■ Given passage:
::::::::

5677 Aberdonia

Discovery
- Discovered by: E. Bowell
- Discovery site: Anderson Mesa Stn.
- Discovery date: 21 September 1987

Designations
- Named after: University of Aberdeen (Scottish university)
- Alternative designations: 1987 SQ_{1} · 1973 UL_{1} 1978 WN_{16} · 1989 AK_{8}
- Minor planet category: main-belt · Koronis

Orbital characteristics
- Epoch 4 September 2017 (JD 2458000.5)
- Uncertainty parameter 0
- Observation arc: 62.27 yr (22,744 days)
- Aphelion: 3.0052 AU
- Perihelion: 2.6635 AU
- Semi-major axis: 2.8344 AU
- Eccentricity: 0.0603
- Orbital period (sidereal): 4.77 yr (1,743 days)
- Mean anomaly: 49.056°
- Mean motion: 0° 12^{m} 23.4^{s} / day
- Inclination: 1.5003°
- Longitude of ascending node: 201.12°
- Argument of perihelion: 216.63°

Physical characteristics
- Dimensions: 8.19 km (calculated) 8.798±0.114 km
- Synodic rotation period: 5.0813±0.0410 h
- Geometric albedo: 0.24 (assumed) 0.250±0.022
- Spectral type: S
- Absolute magnitude (H): 12.6 · 12.4 · 13.224±0.003 (S) · 12.70±0.32

= 5677 Aberdonia =

Main-belt asteroid

5677 Aberdonia, provisional designation , is a stony Koronis asteroid from the outer region of the asteroid belt, approximately 8 kilometers in diameter. It was discovered on 21 September 1987, by American astronomer Edward Bowell at Lowell's Anderson Mesa Station in Flagstaff, Arizona, United States. The asteroid was named for the Scottish University of Aberdeen.

== Orbit and classification ==

The S-type asteroid is a member of the Koronis family, a group consisting of about 200 known bodies with nearly ecliptical orbits. It orbits the Sun in the outer main-belt at a distance of 2.7–3.0 AU once every 4 years and 9 months (1,743 days). Its orbit has an eccentricity of 0.06 and an inclination of 2° with respect to the ecliptic.

In 1954, a first precovery was obtained at Palomar Observatory, extending the body's observation arc by 33 years prior to its official discovery at Anderson Mesa.

::::::::

■ Check your understanding:
1. Please reproduce the 5677 Aberdonia article word for word, from "- Discovery date: 21" to "yr (22,744 days)", inclusive.
2. Name every entry in the "Orbital characteristics" list of the 5677 Aberdonia article whose value is given in AU, along with that value.

::::::::

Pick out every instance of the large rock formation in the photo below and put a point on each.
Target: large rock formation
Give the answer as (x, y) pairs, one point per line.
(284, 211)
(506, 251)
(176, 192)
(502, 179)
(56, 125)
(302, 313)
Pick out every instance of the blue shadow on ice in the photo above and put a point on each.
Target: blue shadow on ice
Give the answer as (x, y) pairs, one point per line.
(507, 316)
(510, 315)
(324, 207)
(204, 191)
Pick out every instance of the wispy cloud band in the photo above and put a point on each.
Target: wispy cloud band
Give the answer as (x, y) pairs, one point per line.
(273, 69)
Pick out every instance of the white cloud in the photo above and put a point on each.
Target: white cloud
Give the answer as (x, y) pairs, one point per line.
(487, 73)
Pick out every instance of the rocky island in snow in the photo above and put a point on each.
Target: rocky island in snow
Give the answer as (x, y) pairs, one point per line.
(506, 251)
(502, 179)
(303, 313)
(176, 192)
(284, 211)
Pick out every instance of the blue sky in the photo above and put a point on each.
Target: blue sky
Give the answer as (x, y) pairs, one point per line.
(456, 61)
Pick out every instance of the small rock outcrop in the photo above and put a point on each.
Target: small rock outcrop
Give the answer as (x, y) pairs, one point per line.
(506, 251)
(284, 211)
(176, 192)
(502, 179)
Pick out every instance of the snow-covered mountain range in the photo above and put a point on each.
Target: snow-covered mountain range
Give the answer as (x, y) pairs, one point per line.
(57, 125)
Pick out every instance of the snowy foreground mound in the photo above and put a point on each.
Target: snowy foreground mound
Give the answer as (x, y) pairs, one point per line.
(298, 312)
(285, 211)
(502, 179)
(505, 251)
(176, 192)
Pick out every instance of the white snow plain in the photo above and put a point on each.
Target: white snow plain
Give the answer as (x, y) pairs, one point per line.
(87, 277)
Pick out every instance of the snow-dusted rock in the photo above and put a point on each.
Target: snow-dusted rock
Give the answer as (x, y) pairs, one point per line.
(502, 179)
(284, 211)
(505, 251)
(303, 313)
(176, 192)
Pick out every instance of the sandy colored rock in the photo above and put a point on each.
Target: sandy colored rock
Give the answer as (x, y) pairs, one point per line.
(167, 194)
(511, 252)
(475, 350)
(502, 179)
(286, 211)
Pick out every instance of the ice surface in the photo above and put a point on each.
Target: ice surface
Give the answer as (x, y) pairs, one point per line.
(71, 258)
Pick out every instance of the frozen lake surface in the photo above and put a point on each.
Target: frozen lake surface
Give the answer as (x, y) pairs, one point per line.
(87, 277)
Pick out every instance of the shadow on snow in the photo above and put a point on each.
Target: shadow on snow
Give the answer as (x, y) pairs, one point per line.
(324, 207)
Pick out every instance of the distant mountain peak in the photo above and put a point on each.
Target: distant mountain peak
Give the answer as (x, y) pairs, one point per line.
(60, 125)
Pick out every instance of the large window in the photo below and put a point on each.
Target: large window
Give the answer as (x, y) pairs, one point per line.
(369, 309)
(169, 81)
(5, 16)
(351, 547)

::::::::

■ Answers in order:
1.
- Discovery date: 21 September 1987

Designations
- Named after: University of Aberdeen (Scottish university)
- Alternative designations: 1987 SQ_{1} · 1973 UL_{1} 1978 WN_{16} · 1989 AK_{8}
- Minor planet category: main-belt · Koronis

Orbital characteristics
- Epoch 4 September 2017 (JD 2458000.5)
- Uncertainty parameter 0
- Observation arc: 62.27 yr (22,744 days)

2.
Aphelion: 3.0052 AU
Perihelion: 2.6635 AU
Semi-major axis: 2.8344 AU